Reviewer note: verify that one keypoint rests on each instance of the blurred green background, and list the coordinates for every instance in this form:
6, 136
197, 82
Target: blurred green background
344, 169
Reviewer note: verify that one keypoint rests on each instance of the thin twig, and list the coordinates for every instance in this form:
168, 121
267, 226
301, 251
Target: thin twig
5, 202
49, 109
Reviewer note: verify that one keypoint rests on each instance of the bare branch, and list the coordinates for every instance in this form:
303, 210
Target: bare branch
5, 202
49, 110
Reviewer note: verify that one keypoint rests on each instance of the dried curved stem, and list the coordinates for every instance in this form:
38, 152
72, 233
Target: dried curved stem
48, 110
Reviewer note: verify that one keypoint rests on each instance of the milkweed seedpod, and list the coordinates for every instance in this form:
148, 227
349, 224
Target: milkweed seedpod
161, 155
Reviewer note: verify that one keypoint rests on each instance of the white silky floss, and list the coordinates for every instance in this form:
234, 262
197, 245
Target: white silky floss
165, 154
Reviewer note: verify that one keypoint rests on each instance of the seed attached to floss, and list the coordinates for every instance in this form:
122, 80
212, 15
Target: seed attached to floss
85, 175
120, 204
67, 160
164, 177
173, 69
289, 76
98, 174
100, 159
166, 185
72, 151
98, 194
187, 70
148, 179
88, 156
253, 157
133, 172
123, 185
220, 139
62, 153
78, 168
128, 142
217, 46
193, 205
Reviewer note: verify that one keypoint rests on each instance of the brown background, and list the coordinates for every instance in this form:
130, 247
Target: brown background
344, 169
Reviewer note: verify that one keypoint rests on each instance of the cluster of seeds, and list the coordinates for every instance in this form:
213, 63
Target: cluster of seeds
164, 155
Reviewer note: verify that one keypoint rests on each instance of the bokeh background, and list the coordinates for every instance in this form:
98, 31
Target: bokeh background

**What to do**
The response consists of the lines above that contain "bokeh".

**Solution**
Reviewer note: verify that one keypoint rests on each instance of the bokeh background, and list the coordinates for every instance in this form:
Target: bokeh background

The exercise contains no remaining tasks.